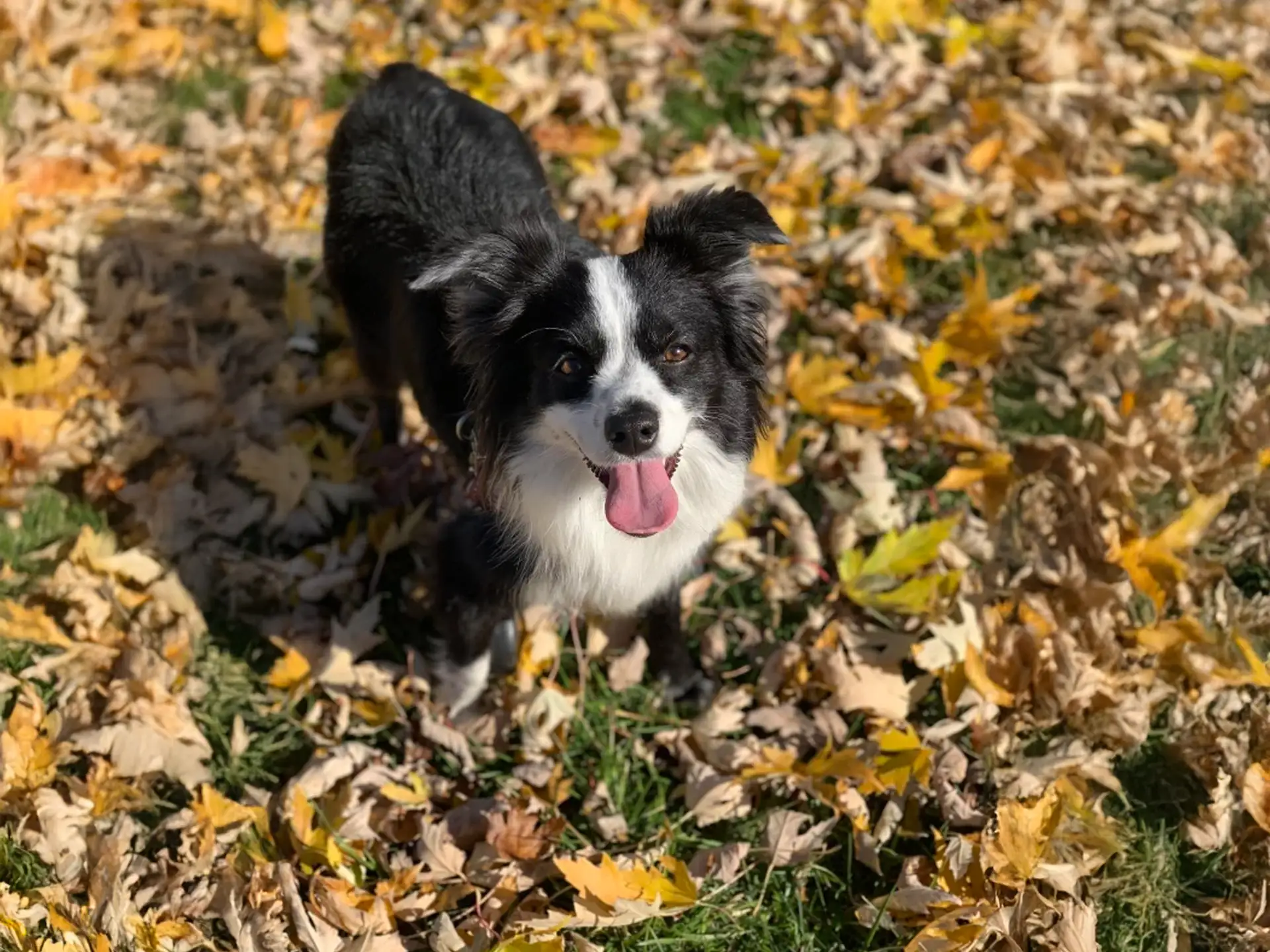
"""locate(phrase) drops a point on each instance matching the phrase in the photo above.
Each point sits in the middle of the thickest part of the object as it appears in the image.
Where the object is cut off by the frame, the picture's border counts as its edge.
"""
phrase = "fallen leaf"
(785, 843)
(272, 33)
(32, 625)
(628, 670)
(44, 375)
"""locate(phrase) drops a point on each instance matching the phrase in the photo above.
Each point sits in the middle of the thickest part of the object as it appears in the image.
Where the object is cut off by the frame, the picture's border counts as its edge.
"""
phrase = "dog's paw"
(503, 648)
(694, 690)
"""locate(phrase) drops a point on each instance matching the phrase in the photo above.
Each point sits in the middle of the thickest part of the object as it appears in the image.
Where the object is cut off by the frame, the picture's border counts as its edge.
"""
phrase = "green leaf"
(904, 555)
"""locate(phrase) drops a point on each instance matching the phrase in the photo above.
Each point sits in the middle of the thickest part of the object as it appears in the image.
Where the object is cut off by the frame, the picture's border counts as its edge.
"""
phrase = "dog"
(609, 407)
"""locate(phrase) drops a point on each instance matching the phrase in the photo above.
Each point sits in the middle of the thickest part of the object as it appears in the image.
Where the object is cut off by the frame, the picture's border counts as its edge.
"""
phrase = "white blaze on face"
(624, 376)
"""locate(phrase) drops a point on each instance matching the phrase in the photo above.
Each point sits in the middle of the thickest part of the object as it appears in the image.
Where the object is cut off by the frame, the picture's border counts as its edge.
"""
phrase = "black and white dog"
(615, 401)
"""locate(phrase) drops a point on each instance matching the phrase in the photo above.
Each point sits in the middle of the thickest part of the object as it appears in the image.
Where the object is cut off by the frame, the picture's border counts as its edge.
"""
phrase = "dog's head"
(616, 368)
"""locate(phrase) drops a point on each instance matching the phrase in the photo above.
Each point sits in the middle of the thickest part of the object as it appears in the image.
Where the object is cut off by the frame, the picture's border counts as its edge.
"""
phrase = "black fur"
(458, 277)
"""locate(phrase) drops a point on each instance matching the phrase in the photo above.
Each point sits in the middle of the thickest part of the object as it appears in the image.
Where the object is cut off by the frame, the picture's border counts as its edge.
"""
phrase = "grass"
(19, 867)
(233, 660)
(1159, 877)
(48, 517)
(726, 66)
(210, 89)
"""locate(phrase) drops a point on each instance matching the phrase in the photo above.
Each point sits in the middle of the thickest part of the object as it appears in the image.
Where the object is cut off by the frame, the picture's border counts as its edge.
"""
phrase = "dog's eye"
(570, 366)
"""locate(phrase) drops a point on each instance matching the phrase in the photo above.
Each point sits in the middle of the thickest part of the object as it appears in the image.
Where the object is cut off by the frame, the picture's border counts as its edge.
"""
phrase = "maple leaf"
(284, 474)
(1256, 795)
(779, 465)
(19, 622)
(901, 760)
(814, 382)
(986, 477)
(415, 795)
(611, 884)
(577, 141)
(40, 376)
(917, 238)
(1152, 563)
(30, 428)
(980, 331)
(876, 580)
(517, 836)
(1023, 836)
(272, 31)
(30, 752)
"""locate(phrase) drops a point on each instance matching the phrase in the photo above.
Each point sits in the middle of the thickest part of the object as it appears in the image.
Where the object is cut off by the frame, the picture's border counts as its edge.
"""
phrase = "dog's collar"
(465, 429)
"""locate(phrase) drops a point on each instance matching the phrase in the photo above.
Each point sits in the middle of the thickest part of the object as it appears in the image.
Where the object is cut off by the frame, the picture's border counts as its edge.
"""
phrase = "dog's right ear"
(714, 230)
(488, 280)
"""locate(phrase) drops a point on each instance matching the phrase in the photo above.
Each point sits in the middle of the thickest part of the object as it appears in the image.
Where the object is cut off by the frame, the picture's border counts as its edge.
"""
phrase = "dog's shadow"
(224, 366)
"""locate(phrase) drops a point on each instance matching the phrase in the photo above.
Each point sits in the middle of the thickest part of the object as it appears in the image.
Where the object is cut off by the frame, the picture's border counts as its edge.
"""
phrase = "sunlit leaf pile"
(990, 631)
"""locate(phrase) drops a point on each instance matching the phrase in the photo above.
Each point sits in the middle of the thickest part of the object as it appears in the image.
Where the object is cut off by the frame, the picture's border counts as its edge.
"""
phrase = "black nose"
(633, 430)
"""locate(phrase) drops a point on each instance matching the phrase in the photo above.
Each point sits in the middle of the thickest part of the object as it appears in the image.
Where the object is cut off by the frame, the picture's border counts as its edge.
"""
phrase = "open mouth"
(603, 473)
(639, 499)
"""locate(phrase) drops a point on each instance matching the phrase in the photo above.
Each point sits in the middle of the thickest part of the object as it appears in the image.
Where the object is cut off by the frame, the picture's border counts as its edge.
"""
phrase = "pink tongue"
(642, 502)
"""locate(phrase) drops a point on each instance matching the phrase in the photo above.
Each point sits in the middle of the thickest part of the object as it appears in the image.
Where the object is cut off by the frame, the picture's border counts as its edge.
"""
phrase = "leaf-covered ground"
(991, 631)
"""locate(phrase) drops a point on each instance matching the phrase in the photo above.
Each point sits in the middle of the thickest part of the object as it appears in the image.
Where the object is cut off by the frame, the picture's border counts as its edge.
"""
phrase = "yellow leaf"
(285, 474)
(415, 795)
(1024, 832)
(977, 673)
(1152, 563)
(220, 811)
(926, 374)
(1256, 795)
(917, 238)
(302, 818)
(673, 891)
(31, 625)
(578, 141)
(288, 670)
(813, 380)
(80, 110)
(30, 428)
(901, 760)
(984, 154)
(28, 753)
(605, 881)
(962, 34)
(532, 943)
(779, 466)
(984, 477)
(272, 33)
(886, 17)
(1260, 674)
(978, 332)
(1228, 70)
(915, 597)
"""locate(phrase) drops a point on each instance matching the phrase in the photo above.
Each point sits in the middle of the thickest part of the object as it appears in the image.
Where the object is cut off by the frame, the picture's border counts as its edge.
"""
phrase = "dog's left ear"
(713, 230)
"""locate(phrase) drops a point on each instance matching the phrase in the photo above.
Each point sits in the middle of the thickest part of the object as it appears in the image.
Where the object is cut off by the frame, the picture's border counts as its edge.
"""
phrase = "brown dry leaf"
(28, 746)
(285, 474)
(785, 842)
(1256, 795)
(440, 853)
(44, 375)
(517, 834)
(628, 670)
(32, 623)
(1021, 838)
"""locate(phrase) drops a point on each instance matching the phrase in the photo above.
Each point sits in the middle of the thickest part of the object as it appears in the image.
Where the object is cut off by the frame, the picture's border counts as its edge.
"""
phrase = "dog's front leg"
(668, 656)
(476, 587)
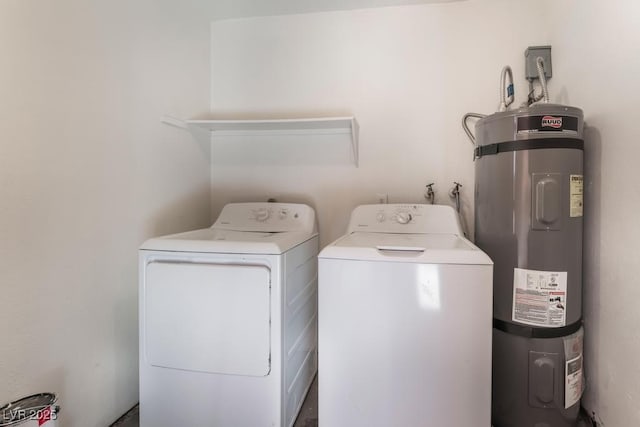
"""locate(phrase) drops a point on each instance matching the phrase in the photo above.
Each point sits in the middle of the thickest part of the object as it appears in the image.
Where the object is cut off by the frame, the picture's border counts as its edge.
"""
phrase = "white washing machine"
(405, 318)
(228, 319)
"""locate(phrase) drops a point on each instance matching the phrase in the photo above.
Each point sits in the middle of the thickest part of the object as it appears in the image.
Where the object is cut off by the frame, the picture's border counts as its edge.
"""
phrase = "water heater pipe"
(506, 89)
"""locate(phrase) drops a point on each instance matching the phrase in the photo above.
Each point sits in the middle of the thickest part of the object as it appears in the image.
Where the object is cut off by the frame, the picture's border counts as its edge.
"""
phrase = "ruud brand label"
(548, 123)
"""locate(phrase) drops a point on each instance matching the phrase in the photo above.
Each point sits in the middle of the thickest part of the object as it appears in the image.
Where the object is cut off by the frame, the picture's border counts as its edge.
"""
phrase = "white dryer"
(405, 319)
(228, 319)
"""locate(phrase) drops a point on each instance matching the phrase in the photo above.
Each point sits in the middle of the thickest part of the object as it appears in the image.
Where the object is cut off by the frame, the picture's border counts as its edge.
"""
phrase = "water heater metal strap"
(529, 144)
(532, 332)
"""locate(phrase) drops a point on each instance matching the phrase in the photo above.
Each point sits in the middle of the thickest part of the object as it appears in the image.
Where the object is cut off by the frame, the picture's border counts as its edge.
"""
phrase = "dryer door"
(207, 317)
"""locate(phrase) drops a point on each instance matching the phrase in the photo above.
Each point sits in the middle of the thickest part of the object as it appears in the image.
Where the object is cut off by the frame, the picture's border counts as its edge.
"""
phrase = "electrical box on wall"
(530, 55)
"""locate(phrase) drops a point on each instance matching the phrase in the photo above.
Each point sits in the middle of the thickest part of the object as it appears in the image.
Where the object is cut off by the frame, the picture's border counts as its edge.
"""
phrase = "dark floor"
(308, 416)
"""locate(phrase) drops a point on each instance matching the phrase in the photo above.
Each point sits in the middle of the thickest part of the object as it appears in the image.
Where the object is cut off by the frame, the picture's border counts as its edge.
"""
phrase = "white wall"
(87, 172)
(408, 74)
(597, 61)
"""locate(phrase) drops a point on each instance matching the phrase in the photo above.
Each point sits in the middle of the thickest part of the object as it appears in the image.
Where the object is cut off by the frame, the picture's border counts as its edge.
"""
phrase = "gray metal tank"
(528, 219)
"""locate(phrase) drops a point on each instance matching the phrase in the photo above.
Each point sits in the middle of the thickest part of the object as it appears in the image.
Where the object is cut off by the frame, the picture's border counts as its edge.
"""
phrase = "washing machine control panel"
(267, 217)
(405, 218)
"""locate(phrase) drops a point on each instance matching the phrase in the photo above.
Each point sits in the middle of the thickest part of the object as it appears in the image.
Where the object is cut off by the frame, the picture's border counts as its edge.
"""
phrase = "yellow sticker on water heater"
(576, 197)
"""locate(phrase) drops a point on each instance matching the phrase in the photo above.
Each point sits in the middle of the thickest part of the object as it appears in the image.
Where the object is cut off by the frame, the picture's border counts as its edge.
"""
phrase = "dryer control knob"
(403, 217)
(262, 214)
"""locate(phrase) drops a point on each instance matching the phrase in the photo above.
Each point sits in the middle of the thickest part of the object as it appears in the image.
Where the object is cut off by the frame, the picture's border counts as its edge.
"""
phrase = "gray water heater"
(528, 219)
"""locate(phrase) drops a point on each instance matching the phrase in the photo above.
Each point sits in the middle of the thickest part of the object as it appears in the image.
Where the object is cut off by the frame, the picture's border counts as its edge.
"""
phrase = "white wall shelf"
(308, 126)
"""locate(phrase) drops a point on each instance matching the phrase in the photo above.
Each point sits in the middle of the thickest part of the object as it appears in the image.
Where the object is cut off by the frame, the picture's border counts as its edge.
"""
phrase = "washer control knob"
(262, 214)
(403, 217)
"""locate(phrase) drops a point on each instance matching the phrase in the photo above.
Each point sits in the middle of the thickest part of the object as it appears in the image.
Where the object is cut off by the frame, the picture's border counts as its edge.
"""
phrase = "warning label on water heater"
(576, 190)
(573, 381)
(540, 297)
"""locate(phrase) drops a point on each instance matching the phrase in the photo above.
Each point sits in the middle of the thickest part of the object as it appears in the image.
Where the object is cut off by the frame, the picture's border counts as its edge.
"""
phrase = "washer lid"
(209, 240)
(417, 248)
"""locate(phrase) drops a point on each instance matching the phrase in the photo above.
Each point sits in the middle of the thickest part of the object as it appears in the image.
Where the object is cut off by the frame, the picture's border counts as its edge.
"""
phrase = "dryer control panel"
(266, 217)
(405, 218)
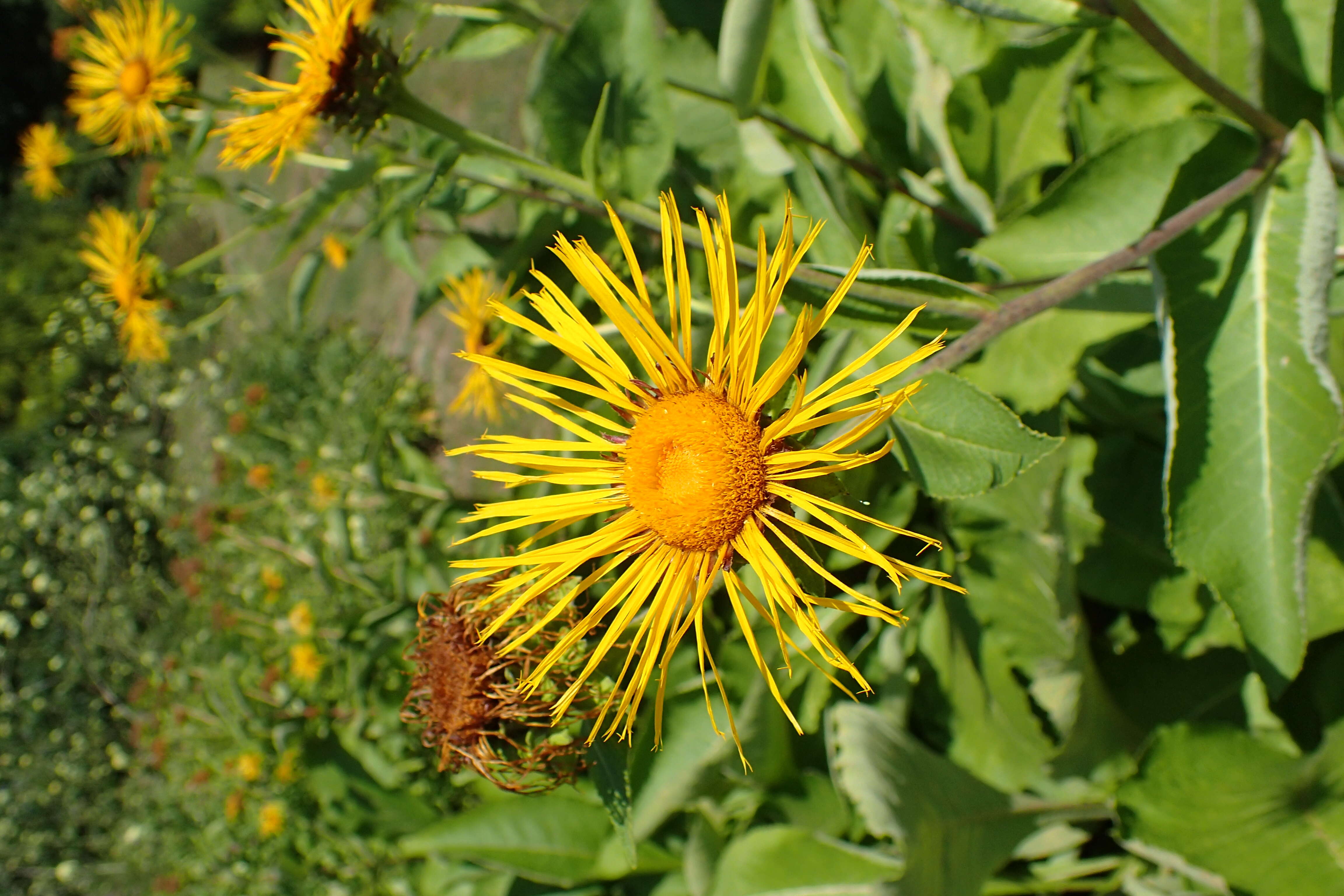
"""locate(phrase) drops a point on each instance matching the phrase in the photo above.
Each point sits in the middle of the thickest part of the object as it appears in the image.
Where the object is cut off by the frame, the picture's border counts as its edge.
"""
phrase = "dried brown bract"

···

» **Work to complete**
Can you select every line in the data that contains the word "wall" and copy each one out in full?

» **Expected answer**
phrase = "electrical box on wall"
phrase = "white wall"
phrase = "white wall shelf"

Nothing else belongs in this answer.